Start DATASET

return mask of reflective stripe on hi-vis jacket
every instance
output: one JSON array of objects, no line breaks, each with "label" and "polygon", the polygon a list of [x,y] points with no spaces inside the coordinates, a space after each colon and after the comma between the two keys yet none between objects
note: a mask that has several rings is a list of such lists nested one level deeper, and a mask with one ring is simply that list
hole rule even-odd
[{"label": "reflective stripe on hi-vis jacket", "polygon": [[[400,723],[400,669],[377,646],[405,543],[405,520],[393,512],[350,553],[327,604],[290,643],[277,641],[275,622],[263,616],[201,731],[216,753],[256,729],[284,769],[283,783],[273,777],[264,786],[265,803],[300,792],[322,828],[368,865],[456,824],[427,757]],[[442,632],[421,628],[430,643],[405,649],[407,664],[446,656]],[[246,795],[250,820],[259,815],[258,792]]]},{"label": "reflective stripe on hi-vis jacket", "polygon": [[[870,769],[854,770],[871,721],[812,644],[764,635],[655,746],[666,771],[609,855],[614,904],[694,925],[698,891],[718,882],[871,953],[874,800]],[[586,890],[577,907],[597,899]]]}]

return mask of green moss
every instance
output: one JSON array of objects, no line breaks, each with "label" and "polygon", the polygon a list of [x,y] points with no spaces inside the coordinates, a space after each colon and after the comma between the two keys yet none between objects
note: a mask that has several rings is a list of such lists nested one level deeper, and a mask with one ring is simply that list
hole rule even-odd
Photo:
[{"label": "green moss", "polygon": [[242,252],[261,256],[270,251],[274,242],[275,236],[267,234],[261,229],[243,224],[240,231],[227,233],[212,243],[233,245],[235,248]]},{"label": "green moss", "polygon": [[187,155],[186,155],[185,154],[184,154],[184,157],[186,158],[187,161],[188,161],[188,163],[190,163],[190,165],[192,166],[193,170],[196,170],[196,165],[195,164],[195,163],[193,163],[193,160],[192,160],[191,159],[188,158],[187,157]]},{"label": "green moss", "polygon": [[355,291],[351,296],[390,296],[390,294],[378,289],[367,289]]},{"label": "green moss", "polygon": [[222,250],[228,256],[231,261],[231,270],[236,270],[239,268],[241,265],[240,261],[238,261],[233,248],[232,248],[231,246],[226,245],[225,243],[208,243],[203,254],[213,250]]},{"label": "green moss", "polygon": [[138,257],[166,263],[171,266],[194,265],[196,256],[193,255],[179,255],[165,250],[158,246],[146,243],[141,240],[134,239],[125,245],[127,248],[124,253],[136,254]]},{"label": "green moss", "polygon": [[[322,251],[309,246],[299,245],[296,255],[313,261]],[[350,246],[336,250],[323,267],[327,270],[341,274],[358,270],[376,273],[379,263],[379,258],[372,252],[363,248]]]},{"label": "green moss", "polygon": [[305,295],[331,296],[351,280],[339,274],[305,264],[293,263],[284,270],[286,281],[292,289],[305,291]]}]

End DATASET
Start DATASET

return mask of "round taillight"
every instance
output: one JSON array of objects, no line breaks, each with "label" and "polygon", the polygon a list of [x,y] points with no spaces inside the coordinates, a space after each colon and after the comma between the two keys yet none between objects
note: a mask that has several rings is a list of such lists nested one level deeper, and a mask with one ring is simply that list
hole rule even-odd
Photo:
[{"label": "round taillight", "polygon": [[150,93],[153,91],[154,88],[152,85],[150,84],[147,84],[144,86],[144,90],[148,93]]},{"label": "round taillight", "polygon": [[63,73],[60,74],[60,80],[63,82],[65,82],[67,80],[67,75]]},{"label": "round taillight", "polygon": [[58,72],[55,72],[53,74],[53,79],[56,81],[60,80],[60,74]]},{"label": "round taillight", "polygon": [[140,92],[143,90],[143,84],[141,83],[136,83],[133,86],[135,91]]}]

End DATASET
Start DATASET

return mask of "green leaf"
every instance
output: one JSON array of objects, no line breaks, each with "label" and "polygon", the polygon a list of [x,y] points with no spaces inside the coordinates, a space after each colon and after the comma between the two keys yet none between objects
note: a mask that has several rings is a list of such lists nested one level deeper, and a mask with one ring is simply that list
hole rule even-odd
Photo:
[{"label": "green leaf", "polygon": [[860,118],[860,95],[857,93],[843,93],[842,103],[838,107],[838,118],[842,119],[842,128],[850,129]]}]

End DATASET

EXERCISE GOAL — Collect each line in the rows above that contains the string "reflective".

WORKED ANSWER —
return mask of reflective stripe on hi-vis jacket
[{"label": "reflective stripe on hi-vis jacket", "polygon": [[[400,723],[400,669],[377,646],[405,543],[405,520],[393,512],[350,553],[327,604],[290,643],[277,641],[275,622],[263,616],[201,731],[216,753],[256,729],[284,769],[283,783],[273,777],[264,786],[265,803],[300,792],[322,828],[368,865],[456,824],[427,757]],[[442,632],[421,628],[430,643],[405,649],[407,664],[446,656]],[[246,795],[250,820],[259,815],[258,792]]]},{"label": "reflective stripe on hi-vis jacket", "polygon": [[[870,769],[854,770],[871,721],[812,644],[764,635],[655,746],[666,771],[609,855],[614,904],[694,925],[698,891],[718,882],[871,953],[874,800]],[[586,890],[577,907],[597,899]]]}]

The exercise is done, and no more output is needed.